EXERCISE GOAL:
In the records below, copy the line that contains "oven door handle" and each line after it, word for word, through the last.

Saved entries:
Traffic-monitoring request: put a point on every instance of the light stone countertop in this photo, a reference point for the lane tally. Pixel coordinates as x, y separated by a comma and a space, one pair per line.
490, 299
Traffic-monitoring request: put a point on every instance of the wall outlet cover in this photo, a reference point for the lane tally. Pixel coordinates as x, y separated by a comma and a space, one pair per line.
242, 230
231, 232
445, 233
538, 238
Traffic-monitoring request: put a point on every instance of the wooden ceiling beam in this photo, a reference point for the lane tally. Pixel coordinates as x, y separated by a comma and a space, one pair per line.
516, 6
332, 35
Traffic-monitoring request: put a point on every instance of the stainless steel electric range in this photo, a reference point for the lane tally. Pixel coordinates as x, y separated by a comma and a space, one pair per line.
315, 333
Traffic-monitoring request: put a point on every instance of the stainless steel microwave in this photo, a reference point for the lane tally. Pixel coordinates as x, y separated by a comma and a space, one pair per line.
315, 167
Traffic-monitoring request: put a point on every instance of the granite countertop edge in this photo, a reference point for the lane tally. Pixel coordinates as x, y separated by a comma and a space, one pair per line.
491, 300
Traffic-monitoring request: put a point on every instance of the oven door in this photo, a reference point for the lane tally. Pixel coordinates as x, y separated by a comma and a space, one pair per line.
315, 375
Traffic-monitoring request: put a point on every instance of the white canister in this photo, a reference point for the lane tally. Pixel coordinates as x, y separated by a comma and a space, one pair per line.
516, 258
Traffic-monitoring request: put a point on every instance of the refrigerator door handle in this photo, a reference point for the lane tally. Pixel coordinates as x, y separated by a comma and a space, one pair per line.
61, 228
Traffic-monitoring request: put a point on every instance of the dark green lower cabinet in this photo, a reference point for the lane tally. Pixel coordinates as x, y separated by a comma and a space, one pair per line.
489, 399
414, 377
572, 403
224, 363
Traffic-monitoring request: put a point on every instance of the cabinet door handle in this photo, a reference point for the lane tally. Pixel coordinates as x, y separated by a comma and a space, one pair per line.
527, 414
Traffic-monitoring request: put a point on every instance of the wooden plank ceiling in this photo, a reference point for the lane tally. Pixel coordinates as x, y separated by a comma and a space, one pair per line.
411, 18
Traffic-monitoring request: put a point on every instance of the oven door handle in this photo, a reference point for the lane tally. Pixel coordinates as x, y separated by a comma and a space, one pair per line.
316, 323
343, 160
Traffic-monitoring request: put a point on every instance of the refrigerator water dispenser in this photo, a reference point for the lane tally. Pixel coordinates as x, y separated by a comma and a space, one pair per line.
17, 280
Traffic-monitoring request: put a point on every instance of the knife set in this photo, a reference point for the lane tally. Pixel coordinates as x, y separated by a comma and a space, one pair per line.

OUTPUT FOR THIS TASK:
Traffic-monitoring request: put a point on every instance of the oven door handle in this photo, a reference point for the lane tally. Pixel coordinates as x, y separated by a comma and a space, one pair per line.
316, 323
343, 160
Traffic-monitoring request: put a point on every instance of the refrigerator water dispenser in this photo, a reference point for the lane tally. Pixel coordinates as x, y separated by a comma and a space, one pair per line.
17, 280
Traffic-monitoring request: put a point on every instance of the knife set in this photo, a reference point for the lane tally. Pixel coordinates as x, y separated by a comma and a space, one pair per line.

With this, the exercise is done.